_REQUIRED TASK 1_: In the article below on LED heat management, what does DeNicholas compare the movement of heat to?
_REQUIRED TASK 2_: Carry on the article on LED heat management from the point where it stops.

_SELECTION_:
########################################
The key to making it happen is thermal management, say experts. “With the development of high-brightness LEDs in one-watt packages, there’s enough heat being produced so that you now have to get rid of it,” Morris says. “That’s the only way you’re going to attain the luminosity and reliability that you need from your LED light source.”
The place to start managing heat is at the source, engineers say. Electronics manufacturers such as Texas Instruments (TI) and National Semiconductor are doing it with the development of smart LED drivers. TI, for example, has rolled out a product known as UCC28810SIMPLEDrive, capable of controlling current and dimming LED illumination. By integrating the intelligence of TI microcontrollers, the driver can monitor junction temperature or employ a feature known as intelligent occupancy sensing.
“It senses if there are occupants in the room, and it turns on or off the lights or it dims the lights,” says Peter Di Maso, product marketing manager with TI’s Power Management Business Unit. The company also enables users to program the LED’s operation to keep temperatures at a desirable level. Engineers can set the driver to gradually cut back on electrical current until the unit reaches a prescribed shut-off temperature.
“If we start to detect it’s getting hot, we decrease the current,” says DeNicholas of National Semiconductor. “When we decrease the current, it lowers the light output, but it also decreases the power dissipation, so we can keep the LEDs in a safe operating region.” (National Semiconductor also offers help for designers with its WEBENCH® LED designers tool suite.)
Spreading the Heat
Still, heat happens. And when it does, the entire LED system has to be able to dissipate it. Typically, heat travels a circuitous path, gradually exiting the LED through its electronic packaging, moving into a printed circuit board and across a dielectric layer, and then onto a heat sink where it is transmitted into the surrounding atmosphere. In some cases, applications engineers also employ blowers or other active devices to help push the heat away from the LED assembly.
“It’s very similar to water flow,” DeNicholas says. “You don’t want to resist it. You want the heat to travel from its generated source to where it is being dissipated, as smoothly and fluidly as possible.”
Materials experts, such as The Bergquist Co. and TT electronics’ IRC Advanced Film Div., create substrates that can quickly transfer heat away from the LED’s base. Bergquist’s Thermal Clad Insulated Metal Substrates (IMS) provide an alternative to the commonly used and inexpensive FR-4 material, which consists of copper laminated to a glass-epoxy board. In contrast to FR-4, Thermal Clad IMS is a thin, thermally conductive layer bonded to an aluminum-copper substrate for the expressed purpose of heat dissipation. The layer combines electrical isolation with high thermal conductivity, while bonding the base metal and circuit foil together. The bottom line for users is that the metal-clad substrate quickly transfers heat to the aluminum base plate, thus improving the LED’s performance.
“The LEDs are placed on top of the substrate using regular surface mount technology,” says Justin Kolbe, a senior research and development engineer for The Bergquist Co. “Conduction to, and through, the thick metal layer is very good.”
########################################
Excerpts of location labeling data:
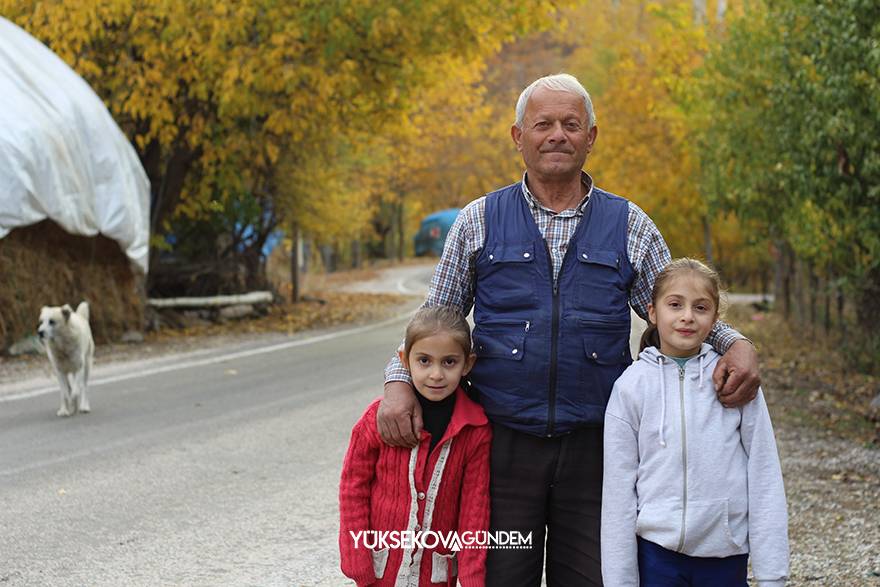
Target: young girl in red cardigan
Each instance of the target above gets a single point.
(397, 505)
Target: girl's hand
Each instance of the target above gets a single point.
(399, 417)
(736, 376)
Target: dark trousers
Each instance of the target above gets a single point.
(659, 567)
(551, 487)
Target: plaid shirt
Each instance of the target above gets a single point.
(455, 276)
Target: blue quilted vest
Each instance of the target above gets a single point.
(549, 355)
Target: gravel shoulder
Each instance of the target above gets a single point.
(831, 471)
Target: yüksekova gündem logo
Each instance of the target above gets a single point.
(452, 540)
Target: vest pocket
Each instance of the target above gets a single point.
(507, 276)
(500, 345)
(380, 561)
(444, 568)
(607, 348)
(600, 282)
(606, 355)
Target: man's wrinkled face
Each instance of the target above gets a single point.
(555, 137)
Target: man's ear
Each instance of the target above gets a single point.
(591, 140)
(516, 135)
(469, 364)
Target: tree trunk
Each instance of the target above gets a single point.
(400, 229)
(295, 251)
(356, 254)
(707, 239)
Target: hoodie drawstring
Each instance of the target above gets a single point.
(662, 400)
(702, 356)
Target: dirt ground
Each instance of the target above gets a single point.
(828, 442)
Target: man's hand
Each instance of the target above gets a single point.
(400, 416)
(736, 375)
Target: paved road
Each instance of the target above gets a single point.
(217, 468)
(219, 474)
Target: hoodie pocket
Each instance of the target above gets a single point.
(380, 561)
(707, 531)
(660, 523)
(444, 568)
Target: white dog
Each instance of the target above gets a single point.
(70, 347)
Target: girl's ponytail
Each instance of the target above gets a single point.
(651, 337)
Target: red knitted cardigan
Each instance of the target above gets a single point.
(375, 494)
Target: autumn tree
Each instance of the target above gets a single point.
(214, 94)
(795, 140)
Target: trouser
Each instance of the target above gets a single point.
(551, 488)
(659, 567)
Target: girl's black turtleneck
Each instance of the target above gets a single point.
(436, 416)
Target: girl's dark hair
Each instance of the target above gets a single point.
########################################
_TASK RESPONSE 1_: Water flow.

_TASK RESPONSE 2_:
Similarly, TT electronics’ IRC Advanced Film Div. has rolled out a substrate technology known as Anotherm, which consists of an aluminum alloy substrate, a thin dielectric layer and a screen-printed conductor atop the dielectric. “Because of the high thermal conductivity that the base aluminum substrate offers, in many cases the Anotherm board eliminates the need for additional heat sinks,” says Morris of TT Electronics’ IRC Div.
Creating Air Flow
In some cases, however, heat sinks, fans and other devices may be needed. In those cases, engineers typically try to employ natural convention first, and forced convection (fans and other active devices) second. “In the natural convection mode, if you just move the air slightly, you can increase cooling by a factor of as much as ten,” says Dagan of Cool Innovations. “If you run a fan at low speeds, you can improve your cooling even more, but many people don’t want fan noise in their LED applications.”
Cool Innovations has developed an innovative way to boost the cooling of naturally convected systems. The company’s flared pin heat sinks depart from the conventional by employing thermally conductive pins that are splayed outward. Because the flared pins incorporate significantly wider spacing than conventional straight pins, they feature low friction between the air and the heat sink.
“By nature, there’s a limit to how much heat you can dissipate by the natural convection mode,” Dagan says. “But with the flared design, we’re tricking the heat sink. By flaring the pins outward, we’re using free space and the distance to adjacent pins is greater. So we’re optimizing the surface area and the distance between the pins.”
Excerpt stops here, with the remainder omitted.